=== Texte fourni ===

Car la première génération des élites de leur désobéissance
était encore d'une maladresse pathologique.
Le
29 mai 2015, M. Giscard d'Estaing a osé se rendre à Moscou,
où il a longuement expliqué à un M. Vladimir Poutine, qui
ne l'ignorait évidemment en rien, l'évidence que l'Europe
du XXIe siècle n'est plus la maîtresse des décisions géopolitiques
qu'elle présente pourtant sans relâche et obstinément pour
les siennes. Quant à la Commission de Bruxelles, elle se
rend inaudible en raison du spectacle ahurissant qu'elle
présente de son asservissement déguisé en hostie de sa Liberté.
Depuis le 6 août 2015, cet affichage d'une forfanterie psittaciste
ne donne plus le change, puisqu'à l'occasion de la commémoration
du génocide d'Hiroshima, la France et l'Europe ont reçu
sur la tête une seconde bombe atomique de la politique,
celle du renoncement définitif de Paris asservi de livrer
deux navires de guerre à la Russie. L'alliance génocidaire
de 1945 de Washington et de Londres avait provoqué un amoncellement
de deux cent cinquante mille cadavres au Japon. Hiroshima
II en fera des centaines de milliers en Europe, mais cet
Hiroshima-là sera de type cérébral et s'étendra sur un demi-siècle
dans les têtes parce que les historiens de notre cervelle
diront que, ce jour-là, non seulement le rêve d'une Europe
politique a été définitivement carbonisé, mais que les cendres
de l'élan et de la volonté de l'Europe ont été répandues
parmi les débris de ce grand songe. Pendant trois générations,
ces caissons d'acier sillonneront les mers en orphelins
de la souveraineté de la France et en témoins de la domestication
effrénée des Gaulois de ce temps.

=== Données fournies ===

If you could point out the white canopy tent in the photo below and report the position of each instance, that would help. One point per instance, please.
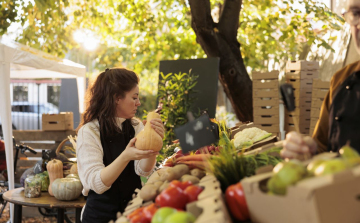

===

*Travail à faire*.
D'après le texte fourni, quel jour M. Giscard d'Estaing s'est-il rendu à Moscou ?

*Résultat final*.
Le 29 mai 2015.